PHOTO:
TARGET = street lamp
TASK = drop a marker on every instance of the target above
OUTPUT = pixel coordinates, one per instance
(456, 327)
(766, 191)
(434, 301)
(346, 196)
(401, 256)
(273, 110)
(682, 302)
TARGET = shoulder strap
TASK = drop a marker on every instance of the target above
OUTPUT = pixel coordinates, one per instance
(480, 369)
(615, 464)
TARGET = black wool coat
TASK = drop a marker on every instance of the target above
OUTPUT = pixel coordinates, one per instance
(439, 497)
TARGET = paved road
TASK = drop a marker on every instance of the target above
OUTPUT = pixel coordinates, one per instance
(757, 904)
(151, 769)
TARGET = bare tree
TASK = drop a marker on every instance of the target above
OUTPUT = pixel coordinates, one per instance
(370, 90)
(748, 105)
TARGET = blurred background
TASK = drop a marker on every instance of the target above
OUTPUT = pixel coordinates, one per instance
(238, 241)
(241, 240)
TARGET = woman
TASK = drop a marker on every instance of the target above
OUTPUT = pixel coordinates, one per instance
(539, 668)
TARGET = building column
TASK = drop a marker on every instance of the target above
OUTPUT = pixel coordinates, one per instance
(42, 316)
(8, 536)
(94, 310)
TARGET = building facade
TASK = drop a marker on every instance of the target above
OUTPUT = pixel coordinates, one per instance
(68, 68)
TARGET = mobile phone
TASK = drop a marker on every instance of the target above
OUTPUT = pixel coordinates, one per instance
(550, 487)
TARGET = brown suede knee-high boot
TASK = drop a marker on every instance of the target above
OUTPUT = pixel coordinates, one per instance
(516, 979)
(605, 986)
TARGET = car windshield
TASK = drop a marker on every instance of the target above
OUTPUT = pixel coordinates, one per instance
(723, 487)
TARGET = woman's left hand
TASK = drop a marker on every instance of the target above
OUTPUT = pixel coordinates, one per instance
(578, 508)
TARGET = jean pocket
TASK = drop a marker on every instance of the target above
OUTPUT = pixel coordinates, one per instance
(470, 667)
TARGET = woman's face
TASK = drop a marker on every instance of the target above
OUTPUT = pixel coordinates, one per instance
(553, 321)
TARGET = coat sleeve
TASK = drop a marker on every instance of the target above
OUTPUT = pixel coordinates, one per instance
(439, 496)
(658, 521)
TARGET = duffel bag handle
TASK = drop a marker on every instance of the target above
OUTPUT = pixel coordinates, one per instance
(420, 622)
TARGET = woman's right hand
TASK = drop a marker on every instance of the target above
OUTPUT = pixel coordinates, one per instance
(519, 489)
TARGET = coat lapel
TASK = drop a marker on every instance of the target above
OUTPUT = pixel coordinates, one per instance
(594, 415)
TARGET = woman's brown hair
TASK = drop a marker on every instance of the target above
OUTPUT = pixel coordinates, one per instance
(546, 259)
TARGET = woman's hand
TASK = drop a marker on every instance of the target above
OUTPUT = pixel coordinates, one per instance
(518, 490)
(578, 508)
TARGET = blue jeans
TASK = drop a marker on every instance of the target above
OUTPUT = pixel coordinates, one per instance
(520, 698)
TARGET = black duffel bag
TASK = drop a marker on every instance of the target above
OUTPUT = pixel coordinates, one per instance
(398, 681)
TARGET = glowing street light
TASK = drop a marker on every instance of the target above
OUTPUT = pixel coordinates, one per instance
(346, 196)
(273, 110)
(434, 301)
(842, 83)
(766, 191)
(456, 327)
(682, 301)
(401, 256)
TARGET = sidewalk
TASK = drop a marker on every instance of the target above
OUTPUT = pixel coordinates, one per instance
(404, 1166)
--
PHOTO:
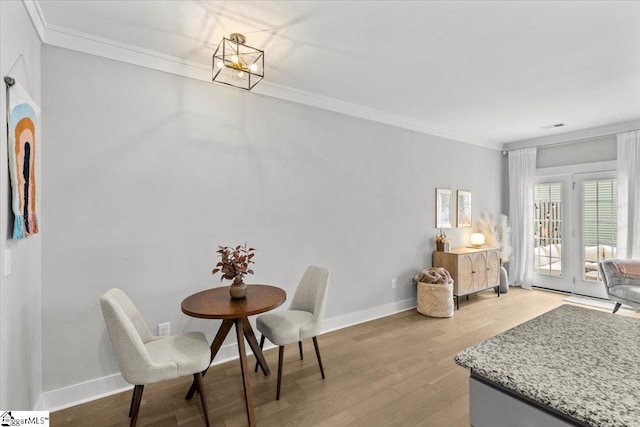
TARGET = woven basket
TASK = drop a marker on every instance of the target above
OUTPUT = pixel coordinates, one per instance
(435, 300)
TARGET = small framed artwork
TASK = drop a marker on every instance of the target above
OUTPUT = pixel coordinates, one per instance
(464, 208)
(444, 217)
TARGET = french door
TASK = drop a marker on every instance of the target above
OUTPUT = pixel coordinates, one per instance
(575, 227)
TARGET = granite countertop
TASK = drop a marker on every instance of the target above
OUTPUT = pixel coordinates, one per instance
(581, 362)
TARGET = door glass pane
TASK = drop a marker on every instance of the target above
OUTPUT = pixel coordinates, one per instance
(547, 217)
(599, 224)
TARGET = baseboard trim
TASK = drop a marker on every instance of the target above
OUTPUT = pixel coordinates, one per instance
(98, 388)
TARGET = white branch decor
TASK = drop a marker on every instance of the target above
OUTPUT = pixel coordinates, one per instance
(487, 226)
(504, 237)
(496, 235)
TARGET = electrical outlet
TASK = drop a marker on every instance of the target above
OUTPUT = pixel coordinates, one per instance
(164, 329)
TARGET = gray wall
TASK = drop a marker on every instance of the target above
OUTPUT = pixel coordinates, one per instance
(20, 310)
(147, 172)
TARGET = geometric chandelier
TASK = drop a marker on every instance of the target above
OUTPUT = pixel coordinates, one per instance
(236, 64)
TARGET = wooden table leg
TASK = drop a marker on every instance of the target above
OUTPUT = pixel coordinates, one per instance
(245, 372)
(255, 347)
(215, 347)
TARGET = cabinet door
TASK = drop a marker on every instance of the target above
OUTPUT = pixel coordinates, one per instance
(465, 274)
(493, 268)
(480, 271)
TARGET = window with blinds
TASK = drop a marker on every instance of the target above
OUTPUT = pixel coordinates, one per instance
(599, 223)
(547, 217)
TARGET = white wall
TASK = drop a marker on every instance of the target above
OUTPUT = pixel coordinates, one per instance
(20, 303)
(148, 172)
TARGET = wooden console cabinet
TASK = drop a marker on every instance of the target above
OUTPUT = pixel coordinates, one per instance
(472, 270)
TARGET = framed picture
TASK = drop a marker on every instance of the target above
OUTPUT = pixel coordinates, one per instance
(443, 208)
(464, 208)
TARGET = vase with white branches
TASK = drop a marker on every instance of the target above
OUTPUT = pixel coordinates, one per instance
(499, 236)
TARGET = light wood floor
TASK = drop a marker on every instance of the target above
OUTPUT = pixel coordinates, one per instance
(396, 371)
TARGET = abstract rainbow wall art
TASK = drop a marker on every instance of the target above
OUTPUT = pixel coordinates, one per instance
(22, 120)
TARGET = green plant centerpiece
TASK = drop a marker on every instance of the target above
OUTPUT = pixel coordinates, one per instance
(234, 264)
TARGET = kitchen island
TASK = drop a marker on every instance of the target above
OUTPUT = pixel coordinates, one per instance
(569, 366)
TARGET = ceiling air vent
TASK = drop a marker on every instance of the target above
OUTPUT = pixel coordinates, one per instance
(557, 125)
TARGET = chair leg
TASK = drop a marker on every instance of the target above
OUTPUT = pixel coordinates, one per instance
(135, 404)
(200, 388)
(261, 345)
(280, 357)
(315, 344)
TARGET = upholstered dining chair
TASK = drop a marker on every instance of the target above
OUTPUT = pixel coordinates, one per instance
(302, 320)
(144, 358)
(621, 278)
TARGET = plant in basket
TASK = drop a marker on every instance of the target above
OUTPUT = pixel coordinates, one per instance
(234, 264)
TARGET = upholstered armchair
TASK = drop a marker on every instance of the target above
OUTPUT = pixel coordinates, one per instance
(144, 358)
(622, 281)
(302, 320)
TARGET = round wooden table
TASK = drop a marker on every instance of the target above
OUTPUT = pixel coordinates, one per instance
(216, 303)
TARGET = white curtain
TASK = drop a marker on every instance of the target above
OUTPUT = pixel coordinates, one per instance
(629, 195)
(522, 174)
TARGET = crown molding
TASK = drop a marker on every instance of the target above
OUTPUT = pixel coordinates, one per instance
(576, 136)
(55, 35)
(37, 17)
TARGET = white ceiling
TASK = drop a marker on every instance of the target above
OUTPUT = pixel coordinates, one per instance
---
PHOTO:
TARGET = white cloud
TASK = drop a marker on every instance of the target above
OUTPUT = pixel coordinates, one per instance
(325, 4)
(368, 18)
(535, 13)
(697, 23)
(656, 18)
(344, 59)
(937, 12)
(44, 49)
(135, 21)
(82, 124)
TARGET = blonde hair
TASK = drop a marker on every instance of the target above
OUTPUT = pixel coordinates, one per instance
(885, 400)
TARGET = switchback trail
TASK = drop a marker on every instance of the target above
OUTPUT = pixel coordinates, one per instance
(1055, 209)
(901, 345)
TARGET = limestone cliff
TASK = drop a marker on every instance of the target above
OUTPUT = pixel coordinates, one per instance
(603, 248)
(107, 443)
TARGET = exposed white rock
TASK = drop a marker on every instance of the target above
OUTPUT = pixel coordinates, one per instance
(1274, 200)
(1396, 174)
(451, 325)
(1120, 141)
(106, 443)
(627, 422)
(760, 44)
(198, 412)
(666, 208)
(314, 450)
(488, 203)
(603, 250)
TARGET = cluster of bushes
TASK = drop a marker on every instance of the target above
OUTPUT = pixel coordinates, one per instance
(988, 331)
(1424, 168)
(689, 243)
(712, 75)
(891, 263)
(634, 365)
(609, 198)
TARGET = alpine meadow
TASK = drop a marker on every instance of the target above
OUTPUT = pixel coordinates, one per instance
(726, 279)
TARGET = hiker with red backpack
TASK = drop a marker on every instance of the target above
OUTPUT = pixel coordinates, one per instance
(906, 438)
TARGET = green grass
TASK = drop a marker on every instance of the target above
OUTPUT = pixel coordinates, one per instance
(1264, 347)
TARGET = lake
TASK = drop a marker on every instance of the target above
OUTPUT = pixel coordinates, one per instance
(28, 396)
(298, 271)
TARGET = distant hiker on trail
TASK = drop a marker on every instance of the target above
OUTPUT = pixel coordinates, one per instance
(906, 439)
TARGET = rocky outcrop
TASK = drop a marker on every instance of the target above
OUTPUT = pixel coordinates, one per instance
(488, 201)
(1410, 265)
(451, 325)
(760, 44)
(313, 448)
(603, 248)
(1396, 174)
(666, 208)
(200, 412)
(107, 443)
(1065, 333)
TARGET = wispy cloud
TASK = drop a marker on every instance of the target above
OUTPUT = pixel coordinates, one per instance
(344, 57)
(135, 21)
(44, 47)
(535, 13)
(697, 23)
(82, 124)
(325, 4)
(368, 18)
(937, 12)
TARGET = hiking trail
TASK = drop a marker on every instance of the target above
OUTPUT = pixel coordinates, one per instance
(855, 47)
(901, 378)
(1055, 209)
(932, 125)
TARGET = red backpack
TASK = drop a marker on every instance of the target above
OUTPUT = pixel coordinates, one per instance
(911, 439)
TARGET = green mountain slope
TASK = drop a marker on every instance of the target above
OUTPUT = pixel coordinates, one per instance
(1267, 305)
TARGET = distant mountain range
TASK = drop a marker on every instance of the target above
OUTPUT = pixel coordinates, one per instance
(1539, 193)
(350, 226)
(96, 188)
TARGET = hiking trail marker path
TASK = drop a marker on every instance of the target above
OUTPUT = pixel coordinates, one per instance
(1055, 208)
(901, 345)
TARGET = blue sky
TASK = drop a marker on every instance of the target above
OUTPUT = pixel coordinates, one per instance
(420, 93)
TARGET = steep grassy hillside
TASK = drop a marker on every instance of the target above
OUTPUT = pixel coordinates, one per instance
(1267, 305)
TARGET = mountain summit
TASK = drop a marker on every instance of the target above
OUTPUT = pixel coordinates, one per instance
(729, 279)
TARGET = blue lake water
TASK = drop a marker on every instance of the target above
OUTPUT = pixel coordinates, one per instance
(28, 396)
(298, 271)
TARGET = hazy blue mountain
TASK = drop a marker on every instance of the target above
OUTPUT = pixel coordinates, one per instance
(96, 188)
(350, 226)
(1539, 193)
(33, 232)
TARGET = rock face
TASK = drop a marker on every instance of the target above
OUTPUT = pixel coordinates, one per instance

- [Task]
Pick out each line of the records above that contains the word "white", and copy those lines.

- [Response to the task]
TARGET = white branch decor
TARGET = white wall
TARGET = vase with white branches
TARGET = white curtain
TARGET = white ceiling
TARGET = white cloud
TARGET = exposed white rock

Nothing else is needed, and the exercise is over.